REQUIRED ACTIONS:
1. Translate into Spanish this sentence from the Suez Canal text: "The ship ran aground and became lodged sideways across the waterway on Tuesday after a gust of wind blew it off course."
2. List every geographic place name (country, continent, region or waterway) in the Suez Canal text.

TEXT SECTION:
British businesses are getting worried as Egypt's Suez Canal continues to be blocked by a Taiwanese mega-container ship for the fourth day in a row.
Maersk have issued a warning to their customers saying: "For every day that passes, more vessels will reach the blockage. To give you as much visibility into the situation as possible, please see the planned schedule Maersk and partner vessels for the next two weeks here."
The 400m-long (1,312ft) ship Ever Given, operated by Taiwanese transport company Evergreen Marine, is one of the world's largest container vessels.
There is a risk that some goods, such as perishable foods, could arrive too late to be sold.
It weighs 200,000 tonnes, with a maximum capacity of 20,000 containers.
The ship ran aground and became lodged sideways across the waterway on Tuesday after a gust of wind blew it off course.
It is blocking one of the world's busiest trade routes, causing a huge tailback of other ships trying to pass through the Suez Canal, which separates Africa from the Middle East and Asia.
There are more than 160 vessels waiting at either end of the canal, according to tracking data from Lloyd's List.

ENTRIES SHOWN:

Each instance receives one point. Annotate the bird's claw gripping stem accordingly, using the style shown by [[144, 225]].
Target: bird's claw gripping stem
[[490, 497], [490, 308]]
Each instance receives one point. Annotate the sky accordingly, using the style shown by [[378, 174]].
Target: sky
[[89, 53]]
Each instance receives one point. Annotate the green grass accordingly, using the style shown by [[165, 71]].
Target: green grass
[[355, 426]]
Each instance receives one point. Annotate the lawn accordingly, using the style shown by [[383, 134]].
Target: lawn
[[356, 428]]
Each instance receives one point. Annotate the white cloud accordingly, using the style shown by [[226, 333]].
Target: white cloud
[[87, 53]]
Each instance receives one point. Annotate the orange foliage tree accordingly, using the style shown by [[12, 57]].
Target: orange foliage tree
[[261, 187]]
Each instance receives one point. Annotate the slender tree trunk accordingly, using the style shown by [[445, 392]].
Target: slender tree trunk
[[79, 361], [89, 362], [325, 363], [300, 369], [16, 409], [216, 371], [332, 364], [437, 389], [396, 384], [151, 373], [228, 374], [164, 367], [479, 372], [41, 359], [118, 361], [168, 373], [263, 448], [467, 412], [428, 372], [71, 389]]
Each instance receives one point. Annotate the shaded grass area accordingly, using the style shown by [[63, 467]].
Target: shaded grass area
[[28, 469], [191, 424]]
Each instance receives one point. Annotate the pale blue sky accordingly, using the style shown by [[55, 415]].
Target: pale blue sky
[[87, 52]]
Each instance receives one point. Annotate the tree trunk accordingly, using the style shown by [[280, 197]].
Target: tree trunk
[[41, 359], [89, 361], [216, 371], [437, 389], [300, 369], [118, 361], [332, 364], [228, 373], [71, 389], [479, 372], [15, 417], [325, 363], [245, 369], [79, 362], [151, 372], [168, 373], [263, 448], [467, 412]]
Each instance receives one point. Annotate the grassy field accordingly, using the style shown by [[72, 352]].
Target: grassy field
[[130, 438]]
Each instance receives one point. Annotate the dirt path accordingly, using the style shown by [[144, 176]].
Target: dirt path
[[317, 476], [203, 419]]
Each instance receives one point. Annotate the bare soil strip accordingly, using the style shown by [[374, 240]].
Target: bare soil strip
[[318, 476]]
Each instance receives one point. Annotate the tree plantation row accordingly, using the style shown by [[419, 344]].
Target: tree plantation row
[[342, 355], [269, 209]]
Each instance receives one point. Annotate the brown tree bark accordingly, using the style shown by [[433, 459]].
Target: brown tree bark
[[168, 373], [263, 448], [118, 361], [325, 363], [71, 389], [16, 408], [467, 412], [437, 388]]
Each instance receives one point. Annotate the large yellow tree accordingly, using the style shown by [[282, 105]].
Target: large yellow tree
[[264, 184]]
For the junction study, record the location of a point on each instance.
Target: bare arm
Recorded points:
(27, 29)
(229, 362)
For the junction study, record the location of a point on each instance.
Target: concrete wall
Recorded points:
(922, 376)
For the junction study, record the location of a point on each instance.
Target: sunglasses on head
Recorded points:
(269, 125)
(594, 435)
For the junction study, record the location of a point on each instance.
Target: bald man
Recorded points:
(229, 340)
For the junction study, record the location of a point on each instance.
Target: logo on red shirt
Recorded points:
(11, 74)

EXERCISE ANSWERS:
1. El barco encalló y quedó encajado de costado, atravesado en la vía navegable, el martes, después de que una ráfaga de viento lo desviara de su rumbo.

2. Egypt, Suez Canal, Africa, the Middle East, Asia